= Task brief =
Could you copy out the listing below word for word, from the line containing "Give one point for each instance of the baseball" through its final line, and nothing else?

= Material for this exercise =
-- -- --

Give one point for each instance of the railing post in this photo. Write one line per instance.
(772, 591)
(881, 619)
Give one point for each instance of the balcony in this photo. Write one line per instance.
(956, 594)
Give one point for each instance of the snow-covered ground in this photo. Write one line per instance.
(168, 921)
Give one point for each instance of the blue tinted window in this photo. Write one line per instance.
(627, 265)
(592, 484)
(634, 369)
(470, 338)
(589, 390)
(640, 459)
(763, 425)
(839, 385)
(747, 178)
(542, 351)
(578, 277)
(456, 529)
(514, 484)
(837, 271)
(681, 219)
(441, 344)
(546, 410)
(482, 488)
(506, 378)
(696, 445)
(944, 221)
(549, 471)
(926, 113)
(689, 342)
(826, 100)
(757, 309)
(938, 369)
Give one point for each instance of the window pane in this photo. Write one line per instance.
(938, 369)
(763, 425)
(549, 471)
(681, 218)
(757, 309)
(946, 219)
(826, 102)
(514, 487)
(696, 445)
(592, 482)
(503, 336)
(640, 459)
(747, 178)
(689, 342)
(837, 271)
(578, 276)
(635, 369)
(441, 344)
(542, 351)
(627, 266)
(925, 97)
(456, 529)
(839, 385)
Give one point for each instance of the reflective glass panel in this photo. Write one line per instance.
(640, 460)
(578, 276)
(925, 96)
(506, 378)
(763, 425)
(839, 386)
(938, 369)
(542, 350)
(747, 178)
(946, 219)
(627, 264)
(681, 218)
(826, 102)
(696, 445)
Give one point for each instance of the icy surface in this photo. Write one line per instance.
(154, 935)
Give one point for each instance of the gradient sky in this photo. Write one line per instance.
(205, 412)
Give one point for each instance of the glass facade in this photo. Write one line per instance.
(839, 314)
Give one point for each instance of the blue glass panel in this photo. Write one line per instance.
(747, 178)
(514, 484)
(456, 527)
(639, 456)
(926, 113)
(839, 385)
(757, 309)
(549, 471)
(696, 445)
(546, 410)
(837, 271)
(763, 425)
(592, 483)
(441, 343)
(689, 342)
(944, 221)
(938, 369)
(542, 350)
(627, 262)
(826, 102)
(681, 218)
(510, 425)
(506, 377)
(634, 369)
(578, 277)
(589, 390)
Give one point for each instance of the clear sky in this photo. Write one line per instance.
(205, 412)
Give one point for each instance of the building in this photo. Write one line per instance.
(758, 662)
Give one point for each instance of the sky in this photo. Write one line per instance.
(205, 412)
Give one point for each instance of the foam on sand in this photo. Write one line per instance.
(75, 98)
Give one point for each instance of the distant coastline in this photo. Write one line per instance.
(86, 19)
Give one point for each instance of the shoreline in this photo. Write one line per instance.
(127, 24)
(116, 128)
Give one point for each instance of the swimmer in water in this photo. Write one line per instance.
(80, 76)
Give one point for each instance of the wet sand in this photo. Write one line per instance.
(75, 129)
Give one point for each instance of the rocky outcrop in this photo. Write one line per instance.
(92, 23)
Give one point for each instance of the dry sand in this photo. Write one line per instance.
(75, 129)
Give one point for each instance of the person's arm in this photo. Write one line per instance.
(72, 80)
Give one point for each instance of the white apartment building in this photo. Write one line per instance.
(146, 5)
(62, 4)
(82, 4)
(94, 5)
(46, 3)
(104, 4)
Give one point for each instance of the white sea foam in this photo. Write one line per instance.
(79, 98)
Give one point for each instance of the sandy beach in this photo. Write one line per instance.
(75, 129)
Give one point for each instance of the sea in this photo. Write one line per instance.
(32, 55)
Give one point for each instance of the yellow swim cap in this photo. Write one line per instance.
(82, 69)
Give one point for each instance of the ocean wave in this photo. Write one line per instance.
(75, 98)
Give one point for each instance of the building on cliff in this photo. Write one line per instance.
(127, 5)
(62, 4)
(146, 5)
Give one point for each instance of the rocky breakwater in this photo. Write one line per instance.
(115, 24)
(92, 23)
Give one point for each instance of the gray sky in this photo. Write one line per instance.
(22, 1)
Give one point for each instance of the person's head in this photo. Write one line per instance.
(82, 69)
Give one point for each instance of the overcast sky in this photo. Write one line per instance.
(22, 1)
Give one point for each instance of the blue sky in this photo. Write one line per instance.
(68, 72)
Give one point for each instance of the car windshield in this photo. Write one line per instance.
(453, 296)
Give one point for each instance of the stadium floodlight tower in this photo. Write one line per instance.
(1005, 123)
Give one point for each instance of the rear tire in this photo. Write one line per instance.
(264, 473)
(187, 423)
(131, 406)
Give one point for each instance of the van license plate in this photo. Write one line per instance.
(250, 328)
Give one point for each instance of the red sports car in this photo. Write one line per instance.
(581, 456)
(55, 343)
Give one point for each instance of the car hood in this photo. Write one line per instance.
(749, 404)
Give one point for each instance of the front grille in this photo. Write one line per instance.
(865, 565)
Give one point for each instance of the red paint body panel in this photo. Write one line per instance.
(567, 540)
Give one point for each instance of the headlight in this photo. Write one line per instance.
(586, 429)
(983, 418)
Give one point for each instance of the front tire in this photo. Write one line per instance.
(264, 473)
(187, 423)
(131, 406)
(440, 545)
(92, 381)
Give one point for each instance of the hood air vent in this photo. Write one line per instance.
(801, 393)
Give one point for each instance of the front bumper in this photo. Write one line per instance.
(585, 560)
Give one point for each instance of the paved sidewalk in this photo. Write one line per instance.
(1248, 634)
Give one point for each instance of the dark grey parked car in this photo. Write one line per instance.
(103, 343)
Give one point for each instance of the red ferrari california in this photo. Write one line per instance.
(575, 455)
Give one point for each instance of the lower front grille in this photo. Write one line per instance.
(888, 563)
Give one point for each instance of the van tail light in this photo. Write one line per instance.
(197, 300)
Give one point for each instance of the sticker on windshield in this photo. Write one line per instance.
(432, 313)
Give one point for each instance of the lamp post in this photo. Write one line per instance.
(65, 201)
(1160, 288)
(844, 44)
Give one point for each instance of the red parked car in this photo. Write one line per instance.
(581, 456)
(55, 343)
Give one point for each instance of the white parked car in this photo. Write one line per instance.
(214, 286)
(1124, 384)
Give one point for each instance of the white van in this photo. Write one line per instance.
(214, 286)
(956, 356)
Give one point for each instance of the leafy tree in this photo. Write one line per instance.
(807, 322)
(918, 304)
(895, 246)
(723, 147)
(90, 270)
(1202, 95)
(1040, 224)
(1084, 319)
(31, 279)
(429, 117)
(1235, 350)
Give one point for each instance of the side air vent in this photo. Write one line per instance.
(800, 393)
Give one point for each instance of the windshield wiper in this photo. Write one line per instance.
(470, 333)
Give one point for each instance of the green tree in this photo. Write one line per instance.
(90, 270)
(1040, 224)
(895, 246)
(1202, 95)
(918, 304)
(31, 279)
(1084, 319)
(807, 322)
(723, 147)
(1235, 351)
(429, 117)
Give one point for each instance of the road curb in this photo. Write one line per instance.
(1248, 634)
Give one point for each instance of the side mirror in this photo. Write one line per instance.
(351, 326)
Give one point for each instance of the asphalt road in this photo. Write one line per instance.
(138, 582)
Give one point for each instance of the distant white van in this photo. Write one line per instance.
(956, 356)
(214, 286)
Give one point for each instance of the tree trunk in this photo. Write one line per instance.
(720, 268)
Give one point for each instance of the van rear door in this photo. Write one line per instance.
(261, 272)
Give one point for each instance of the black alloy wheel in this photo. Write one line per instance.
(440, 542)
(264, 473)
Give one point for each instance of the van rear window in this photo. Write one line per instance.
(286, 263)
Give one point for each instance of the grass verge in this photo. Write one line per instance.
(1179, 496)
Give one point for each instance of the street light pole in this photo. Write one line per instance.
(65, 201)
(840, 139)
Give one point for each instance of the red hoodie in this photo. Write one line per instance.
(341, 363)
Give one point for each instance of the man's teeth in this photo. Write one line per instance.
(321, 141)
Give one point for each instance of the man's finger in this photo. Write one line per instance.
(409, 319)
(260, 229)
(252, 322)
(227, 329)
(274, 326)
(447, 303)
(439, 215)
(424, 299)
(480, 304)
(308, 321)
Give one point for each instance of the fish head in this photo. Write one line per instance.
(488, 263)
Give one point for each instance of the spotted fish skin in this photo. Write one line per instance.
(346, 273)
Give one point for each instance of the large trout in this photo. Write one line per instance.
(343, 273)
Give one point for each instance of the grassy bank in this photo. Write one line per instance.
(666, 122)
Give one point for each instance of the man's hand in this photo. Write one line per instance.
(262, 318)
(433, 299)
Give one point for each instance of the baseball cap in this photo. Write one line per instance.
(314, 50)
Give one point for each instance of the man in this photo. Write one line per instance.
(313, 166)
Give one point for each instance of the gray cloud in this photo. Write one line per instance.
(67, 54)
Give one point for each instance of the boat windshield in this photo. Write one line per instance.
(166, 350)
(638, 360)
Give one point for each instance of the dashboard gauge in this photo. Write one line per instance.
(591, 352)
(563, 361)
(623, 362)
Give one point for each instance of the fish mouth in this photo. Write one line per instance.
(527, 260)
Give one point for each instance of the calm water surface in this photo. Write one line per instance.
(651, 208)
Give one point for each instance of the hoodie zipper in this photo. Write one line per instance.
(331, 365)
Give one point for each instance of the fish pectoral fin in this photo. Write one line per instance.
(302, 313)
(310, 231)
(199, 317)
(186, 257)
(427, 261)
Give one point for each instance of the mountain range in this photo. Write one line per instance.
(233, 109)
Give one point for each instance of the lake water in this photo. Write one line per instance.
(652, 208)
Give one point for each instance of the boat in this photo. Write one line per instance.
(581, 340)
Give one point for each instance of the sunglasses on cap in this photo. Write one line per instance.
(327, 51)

-- -- --

= Solution below =
Give one point for each instance of the baseball cap in this photo. Write one line per instance.
(314, 50)
Give one point for each instance of the man in this photo. Write one line per instance.
(313, 166)
Give one point for each instance of the gray cloud in this photo. Write one line per instance.
(67, 54)
Give one point for each instance of the boat windshield in this photo. Write one line per instance.
(166, 350)
(638, 360)
Give one point for each instance of the dashboard gauge in this photo. Write one line per instance.
(591, 352)
(563, 361)
(623, 362)
Give one point for each instance of the fish mouth in this photo. Write one line per instance.
(527, 260)
Give one point for each instance of the calm water surface in this photo. Write one line per instance.
(651, 208)
Give one point for each instance of the hoodie zipper in this photo. Write one line per instance.
(331, 365)
Give one point for each instance of the fish pectoral fin in this photo. Write one line per instance.
(302, 313)
(310, 231)
(199, 317)
(186, 257)
(427, 261)
Give one point for each instance of the mountain range in this photo. Write one line per instance.
(233, 109)
Give one point for each instance of the lake water in this photo. Write one line per instance.
(652, 208)
Give one point for each instance of the boat in this photo. Write one line per instance.
(581, 340)
Give one point for each instance of the sunglasses on cap in this photo. Write one line per instance.
(327, 51)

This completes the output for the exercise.